RECORDS FOR THE TASK =>
· · · ·

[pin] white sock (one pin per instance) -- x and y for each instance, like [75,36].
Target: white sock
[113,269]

· · · ·

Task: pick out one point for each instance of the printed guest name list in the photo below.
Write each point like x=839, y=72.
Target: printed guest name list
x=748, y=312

· · · ·

EXERCISE =>
List each line of the rows above that contains the word "white". Case counts.

WORKED SOLUTION =>
[pin] white sock (one pin per instance) -- x and y for each instance, like [75,36].
Target: white sock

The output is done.